DATASET:
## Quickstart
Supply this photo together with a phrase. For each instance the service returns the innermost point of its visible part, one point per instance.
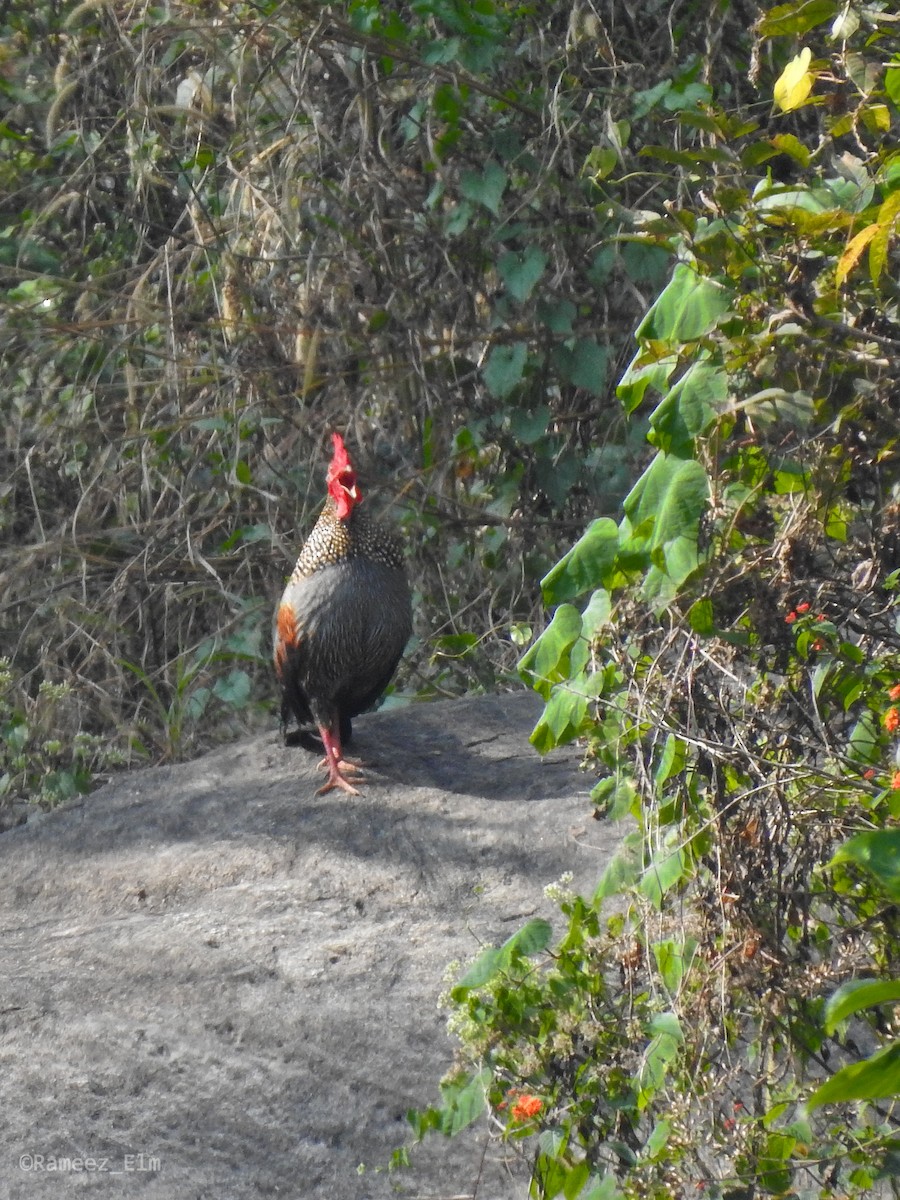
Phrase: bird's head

==

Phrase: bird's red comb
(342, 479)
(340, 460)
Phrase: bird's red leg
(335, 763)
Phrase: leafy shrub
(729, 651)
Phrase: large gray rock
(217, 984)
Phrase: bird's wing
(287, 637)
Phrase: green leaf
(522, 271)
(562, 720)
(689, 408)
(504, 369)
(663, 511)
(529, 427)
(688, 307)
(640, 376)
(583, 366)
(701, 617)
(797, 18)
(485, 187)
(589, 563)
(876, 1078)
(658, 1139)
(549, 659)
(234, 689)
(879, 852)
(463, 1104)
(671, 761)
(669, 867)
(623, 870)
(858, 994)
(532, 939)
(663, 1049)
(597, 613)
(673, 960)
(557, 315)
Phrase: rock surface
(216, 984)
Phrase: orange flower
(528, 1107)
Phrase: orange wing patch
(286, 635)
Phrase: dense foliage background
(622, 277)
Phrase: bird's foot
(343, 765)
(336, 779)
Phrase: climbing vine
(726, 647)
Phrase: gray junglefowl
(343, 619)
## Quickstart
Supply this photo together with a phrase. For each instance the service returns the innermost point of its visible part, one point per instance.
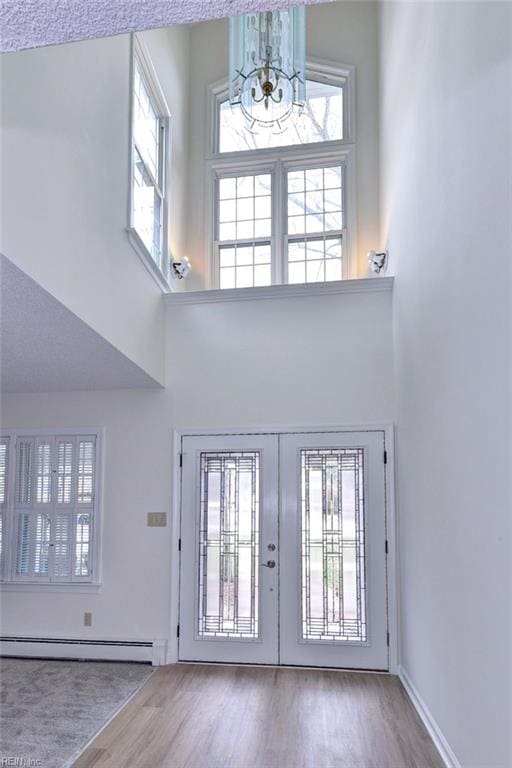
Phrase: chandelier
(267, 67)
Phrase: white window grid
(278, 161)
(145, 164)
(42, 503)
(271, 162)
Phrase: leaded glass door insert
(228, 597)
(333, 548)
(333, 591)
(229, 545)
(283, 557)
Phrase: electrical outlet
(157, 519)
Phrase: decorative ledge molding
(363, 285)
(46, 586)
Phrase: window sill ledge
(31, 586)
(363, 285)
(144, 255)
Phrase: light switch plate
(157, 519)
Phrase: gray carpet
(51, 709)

REQUIRED WORK:
Count the lines in the entries above that contain the string "orange", matching case exactly. Give only the number.

RESPONSE:
2